## PROBLEM DETAILS
Print every line of the material exactly.

┌──

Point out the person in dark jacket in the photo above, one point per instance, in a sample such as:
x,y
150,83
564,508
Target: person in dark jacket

└──

## TASK RESPONSE
Point out the person in dark jacket in the photo above, one point per instance, in a sample such as:
x,y
150,83
564,508
Target: person in dark jacket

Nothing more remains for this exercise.